Short problem 1 – According to the smoker thread, why did the flame go out on the old Master Forge smoker?
Short problem 2 – Pick up the smoker thread after its final sentence and keep writing.

Text block –
Yeah, it caught fire right at the spot where it's closest to the burner. Looks like a trip to Home Depot for a paver. Or maybe I'll just place it on the bottom rack and tent it with foil.


----------



## zwiller (Jul 19, 2019)

Don't know how much you smoke but 2 racks is plenty for my family of 4 and we have tons of leftovers.  I put AMNPS on bottom rack and foiled drip tray on rack directly above.  Easy peasy and no trip to Home Despot.  I like your foil idea as well and think there are some that do that here.  If you go to HD I think they carry Amazen stuff so pick up a tube to play with.  Very wise to run some tests before the smoke!


----------



## bpscg (Jul 19, 2019)

zwiller said:


> Don't know how much you smoke but 2 racks is plenty for my family of 4 and we have tons of leftovers.  I put AMNPS on bottom rack and foiled drip tray on rack directly above.


I smoked 3 racks a week or so ago for a big family gathering on my 10-year old el cheapo Lowe's Master Forge. At 5-1/2 hours, I checked it and when I opened the door, I heard a metallic clank and the flame went out. Turned out the aluminum venturi, connected to a steel plate on the smoker body, had fallen off because the plate was rusted.

I was able to jerry-rig a fix to connect the venturi back to the plate, but the flame was pretty irregular - very yellow - and face it, it was just a matter of time before the steel plate rusted some more and the venturi would fall off again. So I said my farewells to the smoker - it died a hero - and put it at the curb when my new one arrived. Listed it on Craigslist under "free stuff" and it disappeared overnight.

One reason I got this smoker is because it's wide enough to handle full racks without having to cut them in half first. So even if I do three racks again, I'll still have a fourth that I can line with aluminum foil to catch the drippings; the water pan and chip box aren't remotely wide enough to cover the entire width.

(Photo: The late, great el cheapo Master Forge - R.I.P.)


----------



## bpscg (Jul 20, 2019)

Saturday morning.

Fired up the smoker and the AMNPS. Smoker steady at 220-230. AMNPS smoking cheerfully. One rack inside. AMNPS on bottom shelf.

Point annotations for photos

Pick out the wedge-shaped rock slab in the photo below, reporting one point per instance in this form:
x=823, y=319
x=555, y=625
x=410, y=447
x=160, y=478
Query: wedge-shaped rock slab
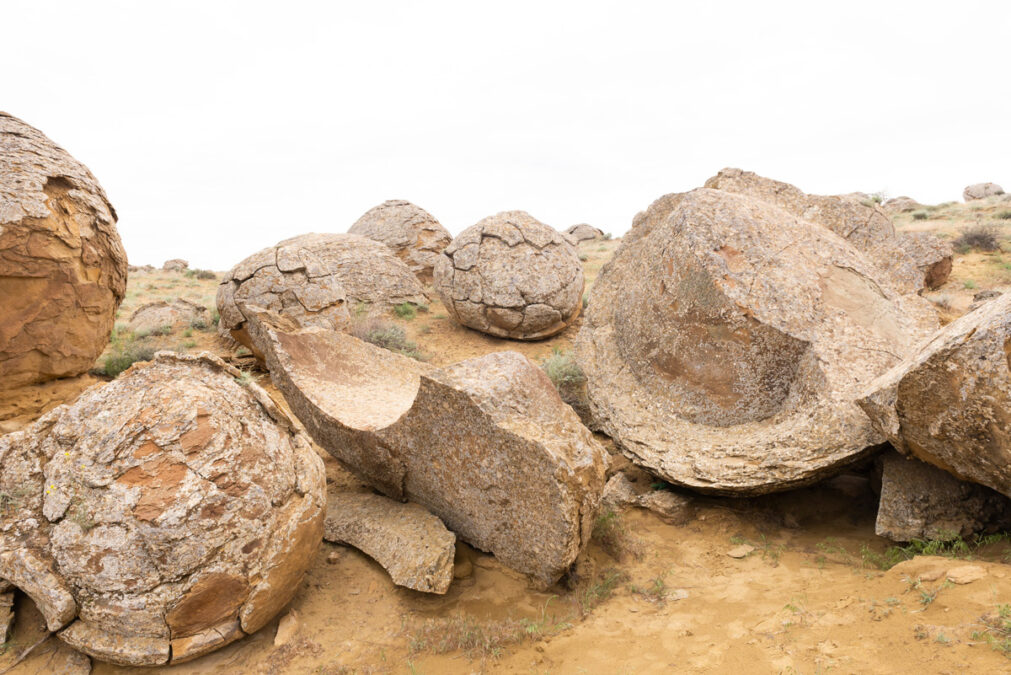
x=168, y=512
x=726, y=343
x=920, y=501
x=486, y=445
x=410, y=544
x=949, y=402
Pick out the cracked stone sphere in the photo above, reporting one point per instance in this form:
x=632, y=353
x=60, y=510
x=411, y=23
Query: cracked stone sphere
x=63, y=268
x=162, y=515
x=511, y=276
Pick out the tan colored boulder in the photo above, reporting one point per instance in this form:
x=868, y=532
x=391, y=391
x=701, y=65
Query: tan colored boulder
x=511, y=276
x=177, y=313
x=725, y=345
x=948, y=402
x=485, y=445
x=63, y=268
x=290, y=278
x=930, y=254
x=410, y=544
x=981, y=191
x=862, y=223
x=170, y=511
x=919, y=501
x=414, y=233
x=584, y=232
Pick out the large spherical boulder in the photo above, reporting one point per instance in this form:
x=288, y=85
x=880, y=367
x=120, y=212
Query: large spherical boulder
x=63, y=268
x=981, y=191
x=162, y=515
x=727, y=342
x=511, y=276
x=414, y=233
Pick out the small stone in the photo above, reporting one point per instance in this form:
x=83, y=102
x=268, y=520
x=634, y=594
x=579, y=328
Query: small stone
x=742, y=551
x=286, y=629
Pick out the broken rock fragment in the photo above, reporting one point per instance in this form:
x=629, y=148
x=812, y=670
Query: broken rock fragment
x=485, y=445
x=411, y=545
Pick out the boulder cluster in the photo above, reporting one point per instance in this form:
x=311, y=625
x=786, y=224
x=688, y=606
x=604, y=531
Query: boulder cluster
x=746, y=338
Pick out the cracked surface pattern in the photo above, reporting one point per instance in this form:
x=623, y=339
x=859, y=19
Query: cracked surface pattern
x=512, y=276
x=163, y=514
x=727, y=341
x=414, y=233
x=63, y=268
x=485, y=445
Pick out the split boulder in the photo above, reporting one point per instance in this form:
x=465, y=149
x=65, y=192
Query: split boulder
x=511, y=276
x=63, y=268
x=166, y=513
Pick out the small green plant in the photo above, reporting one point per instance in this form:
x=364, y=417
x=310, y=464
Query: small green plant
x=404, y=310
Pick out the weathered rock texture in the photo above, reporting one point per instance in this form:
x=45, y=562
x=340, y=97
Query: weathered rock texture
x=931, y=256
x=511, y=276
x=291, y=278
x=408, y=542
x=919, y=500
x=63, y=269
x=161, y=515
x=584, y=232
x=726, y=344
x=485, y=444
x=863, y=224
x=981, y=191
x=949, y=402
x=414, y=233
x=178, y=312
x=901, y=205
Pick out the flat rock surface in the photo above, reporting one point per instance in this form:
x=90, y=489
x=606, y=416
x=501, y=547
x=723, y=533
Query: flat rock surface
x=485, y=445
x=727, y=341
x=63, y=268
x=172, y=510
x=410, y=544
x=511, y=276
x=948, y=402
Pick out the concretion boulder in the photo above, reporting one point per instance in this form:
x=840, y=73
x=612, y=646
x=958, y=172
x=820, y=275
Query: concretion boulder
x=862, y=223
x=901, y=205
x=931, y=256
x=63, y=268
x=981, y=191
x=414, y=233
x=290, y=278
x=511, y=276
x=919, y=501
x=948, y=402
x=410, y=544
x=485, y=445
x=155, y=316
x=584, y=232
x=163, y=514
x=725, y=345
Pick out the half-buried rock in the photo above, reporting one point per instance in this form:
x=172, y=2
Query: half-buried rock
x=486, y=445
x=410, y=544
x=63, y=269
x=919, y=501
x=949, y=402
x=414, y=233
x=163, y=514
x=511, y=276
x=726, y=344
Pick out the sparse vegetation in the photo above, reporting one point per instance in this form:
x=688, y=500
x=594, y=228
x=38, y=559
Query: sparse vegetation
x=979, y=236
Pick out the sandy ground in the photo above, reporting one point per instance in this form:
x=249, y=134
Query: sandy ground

Task output 1 – The aluminum venturi fell off because the steel plate it was connected to had rusted.

Task output 2 –
Check fifteen minutes later. No smoke coming out of the damper. Peek inside. AMNPS not doing anything.

Long story short: I tried all kinds of adjustments to flame size, damper opening, AMNPS position, relighting the AMNPS as necessary. Squat. Bad words. Wife washes mouth out with soap.

Finally, pulled out the chip box - it sits on top of a wire rack. Put the AMNPS on the wire rack. That was about 25 minutes ago and the smoker is holding steady at 220 and I still have TBS.

Not declaring victory yet, but it looks promising.


----------



## bpscg (Jul 20, 2019)

bpscg said:


> Finally, pulled out the chip box - it sits on top of a wire rack. Put the AMNPS on the wire rack. That was about 25 minutes ago and the smoker is holding steady at 220 and I still have TBS.
> 
> Not declaring victory yet, but it looks promising.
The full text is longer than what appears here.